• Data records
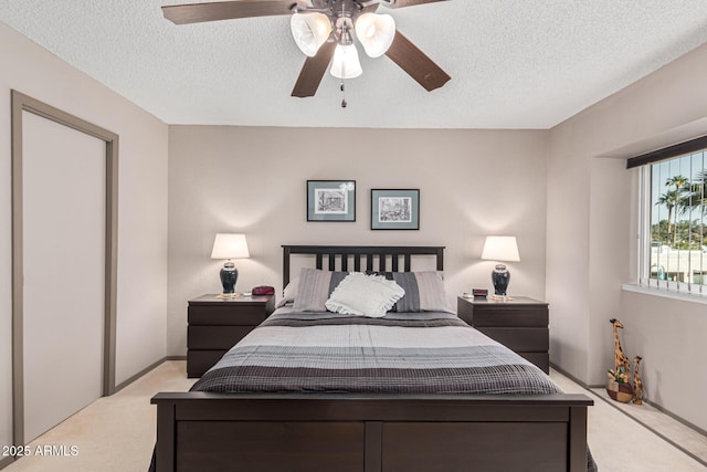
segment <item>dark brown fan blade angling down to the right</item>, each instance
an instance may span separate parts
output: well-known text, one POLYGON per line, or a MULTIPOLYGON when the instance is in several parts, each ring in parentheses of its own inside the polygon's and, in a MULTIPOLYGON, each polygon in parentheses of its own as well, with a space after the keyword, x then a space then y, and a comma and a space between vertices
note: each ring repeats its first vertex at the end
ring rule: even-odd
POLYGON ((452 78, 408 38, 403 36, 400 31, 395 30, 395 38, 386 55, 418 81, 420 85, 425 87, 428 92, 441 87, 452 78))

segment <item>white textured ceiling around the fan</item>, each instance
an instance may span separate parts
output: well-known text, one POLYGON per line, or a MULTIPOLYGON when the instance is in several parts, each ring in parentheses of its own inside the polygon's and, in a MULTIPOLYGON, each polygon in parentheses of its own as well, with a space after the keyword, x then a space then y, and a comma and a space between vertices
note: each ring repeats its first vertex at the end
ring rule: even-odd
POLYGON ((452 81, 426 92, 360 51, 363 75, 348 81, 342 109, 328 73, 315 97, 289 96, 305 56, 288 17, 180 27, 162 18, 160 6, 187 2, 0 0, 0 21, 169 124, 549 128, 707 42, 705 0, 389 10, 452 81))

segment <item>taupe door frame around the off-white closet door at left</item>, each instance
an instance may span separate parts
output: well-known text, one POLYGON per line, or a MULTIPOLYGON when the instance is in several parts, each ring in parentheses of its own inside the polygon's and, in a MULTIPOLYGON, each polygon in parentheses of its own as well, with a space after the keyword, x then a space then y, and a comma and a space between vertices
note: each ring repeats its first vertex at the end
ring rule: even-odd
POLYGON ((115 392, 118 249, 118 135, 12 90, 12 436, 24 443, 24 333, 22 227, 22 112, 29 112, 106 144, 105 298, 102 396, 115 392))

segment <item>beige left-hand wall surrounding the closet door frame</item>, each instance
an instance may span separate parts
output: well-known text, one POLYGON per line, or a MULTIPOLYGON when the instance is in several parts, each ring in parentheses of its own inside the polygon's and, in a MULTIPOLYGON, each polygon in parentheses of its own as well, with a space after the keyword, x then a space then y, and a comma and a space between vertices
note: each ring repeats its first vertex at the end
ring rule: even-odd
POLYGON ((10 90, 120 136, 118 384, 165 356, 167 125, 3 23, 0 57, 0 444, 12 444, 10 90))

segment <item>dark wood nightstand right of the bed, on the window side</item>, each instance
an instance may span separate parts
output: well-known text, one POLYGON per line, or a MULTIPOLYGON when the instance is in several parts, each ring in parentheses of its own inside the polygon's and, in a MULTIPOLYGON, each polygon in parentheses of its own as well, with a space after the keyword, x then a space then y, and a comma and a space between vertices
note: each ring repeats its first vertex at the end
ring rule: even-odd
POLYGON ((514 296, 505 302, 460 296, 456 312, 468 325, 549 374, 550 331, 547 303, 525 296, 514 296))

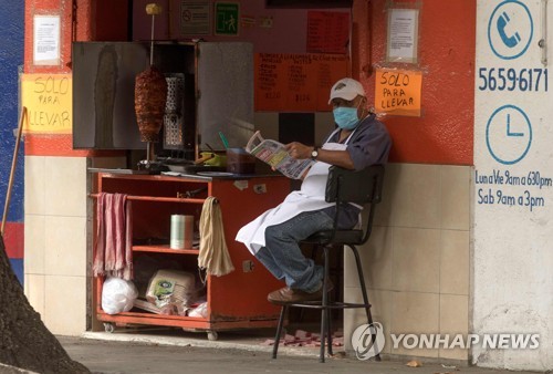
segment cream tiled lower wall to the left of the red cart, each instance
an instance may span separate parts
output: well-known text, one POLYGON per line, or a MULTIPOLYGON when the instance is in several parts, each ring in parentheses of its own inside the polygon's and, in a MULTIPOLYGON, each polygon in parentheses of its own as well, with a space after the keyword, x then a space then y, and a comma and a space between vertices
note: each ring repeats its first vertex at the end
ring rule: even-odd
POLYGON ((54 334, 86 329, 86 158, 25 156, 25 295, 54 334))

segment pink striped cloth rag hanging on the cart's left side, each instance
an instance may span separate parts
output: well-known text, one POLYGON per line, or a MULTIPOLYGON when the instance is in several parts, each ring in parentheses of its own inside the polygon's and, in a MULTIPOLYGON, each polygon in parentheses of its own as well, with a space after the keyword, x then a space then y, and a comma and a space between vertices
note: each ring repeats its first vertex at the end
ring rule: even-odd
POLYGON ((98 195, 93 273, 133 279, 132 204, 124 194, 98 195))

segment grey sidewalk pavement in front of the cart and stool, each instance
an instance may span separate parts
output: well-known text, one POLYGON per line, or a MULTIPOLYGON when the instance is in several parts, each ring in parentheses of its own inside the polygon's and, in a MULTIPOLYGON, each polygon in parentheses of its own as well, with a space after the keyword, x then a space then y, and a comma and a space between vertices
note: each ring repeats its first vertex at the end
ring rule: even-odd
MULTIPOLYGON (((93 373, 103 374, 229 374, 232 373, 371 373, 371 374, 500 374, 530 373, 465 367, 420 360, 421 367, 408 367, 405 361, 359 361, 351 355, 319 362, 319 347, 280 346, 279 357, 271 359, 272 346, 262 343, 272 332, 252 336, 244 333, 219 333, 209 341, 205 333, 152 329, 123 329, 114 333, 90 332, 82 337, 58 336, 70 356, 93 373)), ((334 347, 334 353, 343 347, 334 347)))

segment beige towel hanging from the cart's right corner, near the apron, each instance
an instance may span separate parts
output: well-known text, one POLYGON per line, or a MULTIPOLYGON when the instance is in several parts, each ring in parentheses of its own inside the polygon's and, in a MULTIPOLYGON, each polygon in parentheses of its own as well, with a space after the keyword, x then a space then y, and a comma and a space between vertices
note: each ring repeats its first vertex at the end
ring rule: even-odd
POLYGON ((211 276, 226 276, 234 270, 225 241, 221 207, 215 197, 204 201, 200 216, 198 267, 211 276))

• Exercise directions
The response must contain every line from the listing above in which the string "door" appears.

• Result below
segment <item>taupe door frame around the off-white closet door at left</item>, each instance
segment <item>beige left-hand wall surrounding the closet door frame</item>, each instance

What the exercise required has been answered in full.